# [PETUNJUK]
Tolong nilai apakah tiap pernyataan berikut sesuai dengan artikel tentang kebocoran data NPWP, lalu jawab ya atau tidak dengan mengutip persis kata-kata artikel yang menentukannya. 1. Data NPWP yang bocor diperdagangkan dengan harga sekitar Rp 152 juta. 2. Teguh Aprianto membagikan tangkapan layar forum itu melalui akun Instagram miliknya. 3. Artikel menyebut pemerintah merespons insiden kebocoran data dengan cepat.

# [CUPLIKAN DOKUMEN]
- - - -

Kasus Kebocoran Data, Menagih Tindakan Nyata Pemerintah

Ilustrasi dugaan serangan hacker terhadap sistem Pusat Data Nasional (Foto: Instagram @idx_channel)

PARBOABOA, Jakarta - Kebocoran data pribadi kini menjadi ancaman serius bagi keamanan digital di Indonesia.

Salah satu insiden terbaru yang menggemparkan adalah peretasan 6 juta data Nomor Pokok Wajib Pajak (NPWP) yang diperdagangkan di forum online dengan harga sekitar Rp 152 juta.

Kasus ini kembali menegaskan kelemahan sistem keamanan siber di Indonesia, khususnya dalam melindungi data pribadi warga.

Pendiri Ethical Hacker Indonesia, Teguh Aprianto, melalui akun X miliknya, pada Rabu, 18 September 2024 membagikan tangkapan layar dari forum jual beli data ilegal.

Di sana, terlihat seorang anonim yang menggunakan nama "Bjorka" mengklaim telah mengumpulkan 6,6 juta data pribadi.

Data tersebut mencakup NIK, NPWP, alamat, nomor telepon, dan email, yang diperjualbelikan dengan nilai fantastis.

Dalam sampel data yang tersebar, nama-nama penting seperti Presiden Joko Widodo, anak-anaknya Gibran Rakabuming dan Kaesang Pangarep, serta beberapa menteri, termasuk Menteri Keuangan Sri Mulyani, juga turut menjadi korban.

Kondisi  ini menegaskan bahwa siapapun, bahkan pejabat tinggi negara, tidak luput dari ancaman kebocoran data.

Kebocoran data NPWP ini menambah daftar panjang insiden serupa yang sebelumnya sudah terjadi. Namun, seperti yang sering terjadi, respons pemerintah terkesan lambat.

- - - -

# [CUPLIKAN DATA]

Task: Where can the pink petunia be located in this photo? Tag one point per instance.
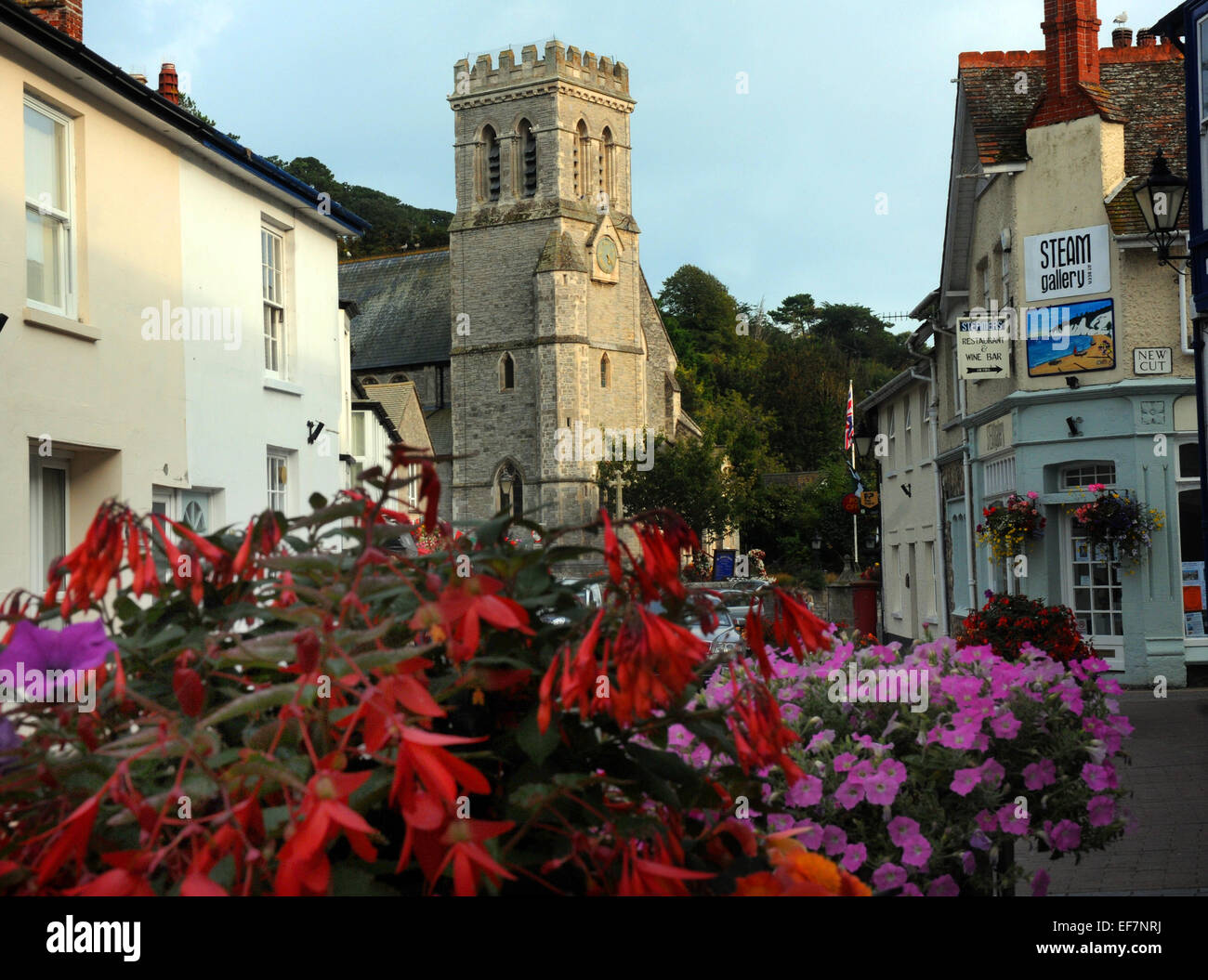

- - - -

# [JAWABAN BENAR]
1. Ya: "diperdagangkan di forum online dengan harga sekitar Rp 152 juta"
2. Tidak: "melalui akun X miliknya"
3. Tidak: "respons pemerintah terkesan lambat"